> [Text excerpt]
# 100% Hand Tools or Mix it Up ?



## TDog (Apr 17, 2012)

I am considering selling all my power tools except for my skill saw and table saw and going almost completely with high quality hand tools to force myself to learn and improve on hand tool work to develop a business of hand made heirloom quality furniture…after much trial and error, learning, learning, and more learning and more trial and error. With our economy, dumping my power tools seems tough to do for the cost end of the hourly work.

So what do you guys and gals here on lumberjocks feel about the hand tool work and satisfaction furniture and project making gives for pieces to be passed down family to family versus the time saving efficiency of more power tool use to save on hourly labor time and provide a more competitive price in our current economy?

What do you here at lumberjocks feel about hand tool traditional joinery furniture making and power tool use?

Debating on going the mostly hand tool route and selling the "ranch" of power tools….


----------



## Marc5 (Apr 1, 2009)

This very personal and I am sure you will get a ton of responses going both ways. My father was a carpenter / furniture maker that worked in a mill as a pattern maker. He taught me most of what I know about this field and he was a staunch power tool user. He had knowledge and all of the necessary hand tools to build without power but choose not. When he taught me how to use a hand plane and handsaw he said the only reason you need to know this is just in case your project exceeds your tool capacity.

I am currently working on a jewelry box for my wife that is completely done with hand tools and I will be starting a dining room table that will be built with the aid of power. So for me it is a blend of both. Using hand tools has improved my skills as a wood worker even in the use of power tools. I guess it is knowing the processes and mastering the tools either powered or not.


----------



## crank49 (Apr 7, 2010)

I think it's great to work with hand tools.

My favorite saw is a "Pony" pull saw by Jorgensen.
BUT, if I'm in a hurry, I don't have any problem using a power tool.

Collection entries:

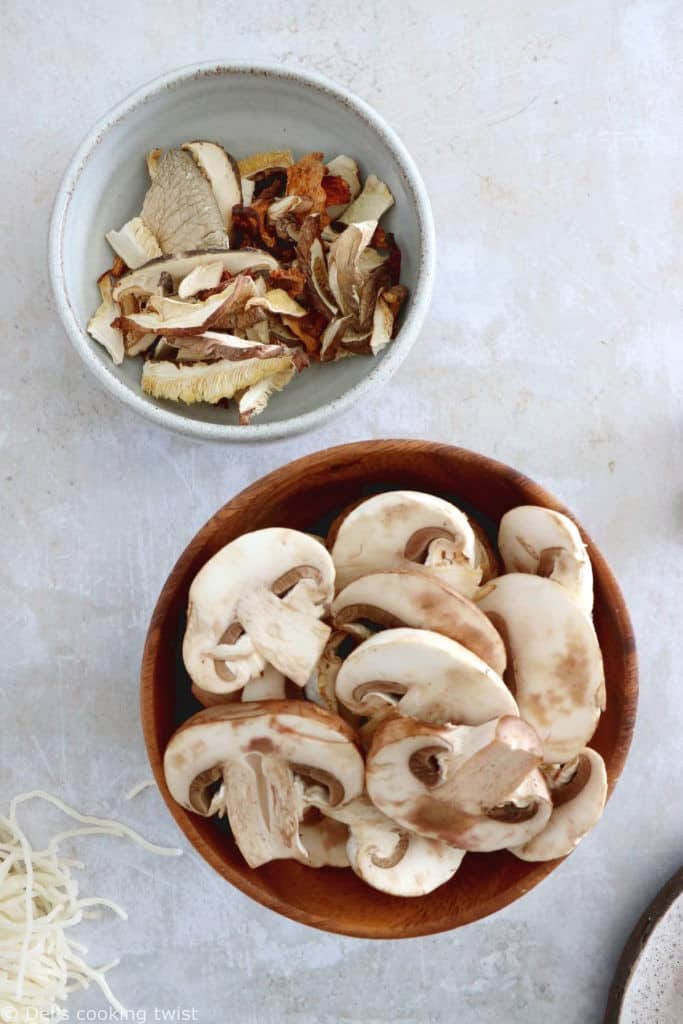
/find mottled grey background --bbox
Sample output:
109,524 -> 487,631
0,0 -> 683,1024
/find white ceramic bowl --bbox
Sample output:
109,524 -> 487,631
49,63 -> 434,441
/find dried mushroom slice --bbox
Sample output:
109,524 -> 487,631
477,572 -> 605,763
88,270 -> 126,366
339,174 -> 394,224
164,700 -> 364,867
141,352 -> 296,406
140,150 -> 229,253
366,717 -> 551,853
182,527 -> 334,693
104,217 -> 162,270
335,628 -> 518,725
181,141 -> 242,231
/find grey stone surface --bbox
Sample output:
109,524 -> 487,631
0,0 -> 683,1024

* * *

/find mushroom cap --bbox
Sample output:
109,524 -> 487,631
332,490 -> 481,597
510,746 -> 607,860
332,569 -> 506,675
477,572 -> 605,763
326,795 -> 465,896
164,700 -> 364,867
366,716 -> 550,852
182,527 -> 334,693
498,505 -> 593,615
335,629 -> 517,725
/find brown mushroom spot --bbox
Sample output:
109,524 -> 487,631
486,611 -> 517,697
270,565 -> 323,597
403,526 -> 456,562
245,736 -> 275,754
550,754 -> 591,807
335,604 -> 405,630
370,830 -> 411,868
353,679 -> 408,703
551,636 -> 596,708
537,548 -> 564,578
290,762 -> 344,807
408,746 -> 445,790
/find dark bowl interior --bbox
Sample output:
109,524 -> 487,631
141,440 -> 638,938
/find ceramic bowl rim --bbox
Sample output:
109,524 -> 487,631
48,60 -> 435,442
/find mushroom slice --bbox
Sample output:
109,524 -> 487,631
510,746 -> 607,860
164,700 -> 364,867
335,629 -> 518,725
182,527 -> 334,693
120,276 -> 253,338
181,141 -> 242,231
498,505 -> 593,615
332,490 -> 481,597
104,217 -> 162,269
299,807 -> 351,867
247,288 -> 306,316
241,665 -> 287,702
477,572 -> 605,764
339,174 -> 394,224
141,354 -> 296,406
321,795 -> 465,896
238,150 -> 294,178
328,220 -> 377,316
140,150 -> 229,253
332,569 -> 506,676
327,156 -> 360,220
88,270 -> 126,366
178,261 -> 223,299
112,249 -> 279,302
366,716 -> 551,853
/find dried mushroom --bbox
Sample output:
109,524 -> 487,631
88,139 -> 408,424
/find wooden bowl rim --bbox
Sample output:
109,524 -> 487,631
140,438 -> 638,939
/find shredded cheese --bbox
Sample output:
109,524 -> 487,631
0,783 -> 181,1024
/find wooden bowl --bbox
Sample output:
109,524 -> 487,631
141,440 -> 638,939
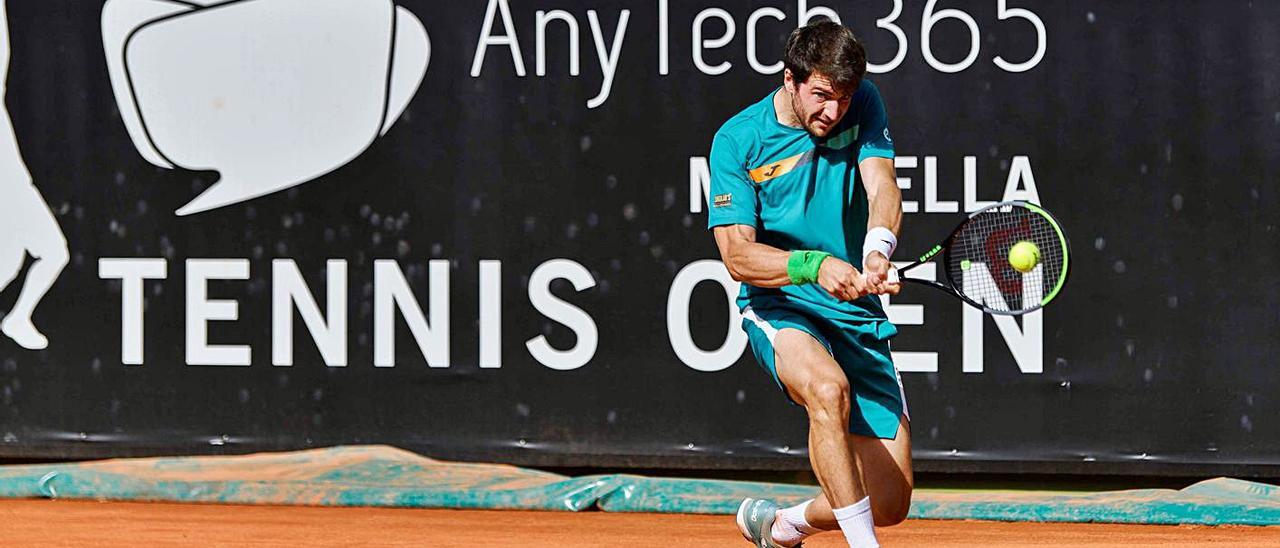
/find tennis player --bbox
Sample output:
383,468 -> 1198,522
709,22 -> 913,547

* * *

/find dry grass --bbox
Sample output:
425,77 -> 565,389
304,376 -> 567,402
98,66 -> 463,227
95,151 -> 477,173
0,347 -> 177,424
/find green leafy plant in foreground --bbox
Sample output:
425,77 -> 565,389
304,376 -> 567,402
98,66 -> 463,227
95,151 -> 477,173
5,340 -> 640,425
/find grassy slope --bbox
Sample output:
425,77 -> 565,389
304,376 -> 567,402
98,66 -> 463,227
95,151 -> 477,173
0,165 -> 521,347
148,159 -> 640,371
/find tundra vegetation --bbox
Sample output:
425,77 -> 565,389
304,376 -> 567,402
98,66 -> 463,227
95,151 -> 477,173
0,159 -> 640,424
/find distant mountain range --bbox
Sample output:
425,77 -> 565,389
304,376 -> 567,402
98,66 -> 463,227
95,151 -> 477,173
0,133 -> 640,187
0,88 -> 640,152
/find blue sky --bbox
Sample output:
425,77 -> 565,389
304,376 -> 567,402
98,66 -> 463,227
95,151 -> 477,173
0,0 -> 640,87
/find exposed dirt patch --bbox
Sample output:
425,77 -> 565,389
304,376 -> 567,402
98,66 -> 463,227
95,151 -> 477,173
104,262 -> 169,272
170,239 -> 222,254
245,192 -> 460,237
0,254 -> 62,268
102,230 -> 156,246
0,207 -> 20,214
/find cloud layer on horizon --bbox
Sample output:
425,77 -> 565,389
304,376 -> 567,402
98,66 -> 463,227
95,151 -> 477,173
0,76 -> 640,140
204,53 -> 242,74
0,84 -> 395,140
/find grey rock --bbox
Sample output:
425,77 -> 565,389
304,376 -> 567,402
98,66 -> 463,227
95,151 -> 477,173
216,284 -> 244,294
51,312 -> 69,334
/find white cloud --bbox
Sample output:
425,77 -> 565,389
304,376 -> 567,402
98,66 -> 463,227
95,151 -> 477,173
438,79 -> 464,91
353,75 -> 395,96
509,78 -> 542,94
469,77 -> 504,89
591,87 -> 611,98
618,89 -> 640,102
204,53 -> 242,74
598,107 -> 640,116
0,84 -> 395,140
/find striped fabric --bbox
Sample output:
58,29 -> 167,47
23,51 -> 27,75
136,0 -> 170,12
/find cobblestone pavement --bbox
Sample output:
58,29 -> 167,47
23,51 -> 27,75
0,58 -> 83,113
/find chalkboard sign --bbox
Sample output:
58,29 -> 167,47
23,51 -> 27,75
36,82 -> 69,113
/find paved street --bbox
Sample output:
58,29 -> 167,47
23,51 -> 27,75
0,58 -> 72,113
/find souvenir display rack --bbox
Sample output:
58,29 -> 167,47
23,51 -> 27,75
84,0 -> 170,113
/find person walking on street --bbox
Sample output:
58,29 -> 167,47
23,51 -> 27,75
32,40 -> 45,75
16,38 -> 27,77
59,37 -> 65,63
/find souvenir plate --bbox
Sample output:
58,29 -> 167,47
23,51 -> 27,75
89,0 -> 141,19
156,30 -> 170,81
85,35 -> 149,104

> [Given request A]
In the hand tools thread, what job did Marc5's father hold at the mill?
> [Given request B]
Update the passage of the hand tools thread that opens with "So what do you" and closes with "our current economy?", writing it out again with "time saving efficiency" changed to "speed".

> [Written response A]
He worked there as a pattern maker.

> [Written response B]
So what do you guys and gals here on lumberjocks feel about the hand tool work and satisfaction furniture and project making gives for pieces to be passed down family to family versus the speed of more power tool use to save on hourly labor time and provide a more competitive price in our current economy?